Objective
Rewrite all the rows below, changing every "POST /point" to "GET /point" and leaving everything else the same. Leave the pictures out of your answer.

Listed entries
════════
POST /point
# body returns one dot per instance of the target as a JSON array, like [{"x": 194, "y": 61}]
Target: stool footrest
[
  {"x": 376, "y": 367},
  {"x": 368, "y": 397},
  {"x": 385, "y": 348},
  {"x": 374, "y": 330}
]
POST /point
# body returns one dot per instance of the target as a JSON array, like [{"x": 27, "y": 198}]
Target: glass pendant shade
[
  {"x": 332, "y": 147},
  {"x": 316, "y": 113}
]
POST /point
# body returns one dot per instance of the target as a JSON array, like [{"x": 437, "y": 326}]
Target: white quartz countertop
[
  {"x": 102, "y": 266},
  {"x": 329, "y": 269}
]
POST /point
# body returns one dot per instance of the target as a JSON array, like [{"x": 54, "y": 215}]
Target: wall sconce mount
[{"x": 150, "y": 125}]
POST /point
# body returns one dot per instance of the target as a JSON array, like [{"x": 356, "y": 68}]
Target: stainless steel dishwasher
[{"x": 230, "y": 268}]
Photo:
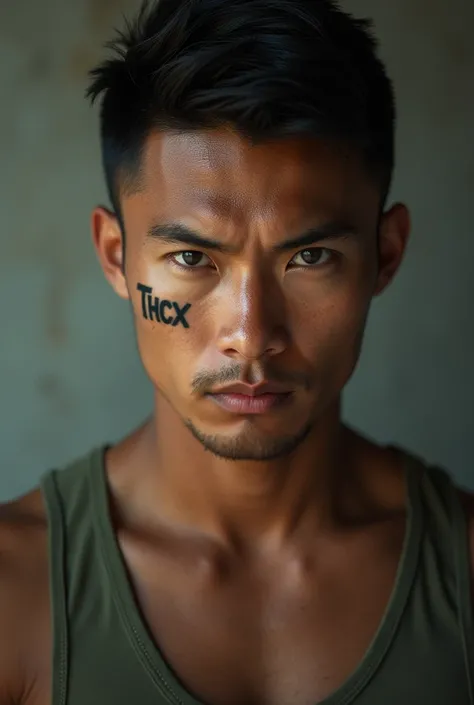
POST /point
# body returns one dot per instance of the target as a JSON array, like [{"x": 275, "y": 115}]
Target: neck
════════
Written response
GET /point
# body returns one dot per instance of the target as a JSON array, like [{"x": 194, "y": 61}]
Target: stool footrest
[
  {"x": 376, "y": 367},
  {"x": 368, "y": 397},
  {"x": 385, "y": 348},
  {"x": 374, "y": 330}
]
GET /point
# body returns one dot per instance of the target as a JSON array, like [{"x": 27, "y": 198}]
Target: glass pendant shade
[
  {"x": 332, "y": 147},
  {"x": 316, "y": 113}
]
GET /point
# body returns one dot per instance of the target as a JSON array, like [{"x": 437, "y": 326}]
Target: white quartz countertop
[
  {"x": 102, "y": 266},
  {"x": 329, "y": 269}
]
GET /point
# body returns one dot per instance of the target as a JSON array, like [{"x": 54, "y": 215}]
Target: wall sconce mount
[{"x": 150, "y": 125}]
GET /point
# body returns one dot per instance of the target as a JSON array, like [{"x": 356, "y": 68}]
Target: stainless steel dishwasher
[{"x": 230, "y": 268}]
Photo:
GET /point
# body returns one dot per instance of the target as a JSON array, like [{"x": 275, "y": 115}]
Target: neck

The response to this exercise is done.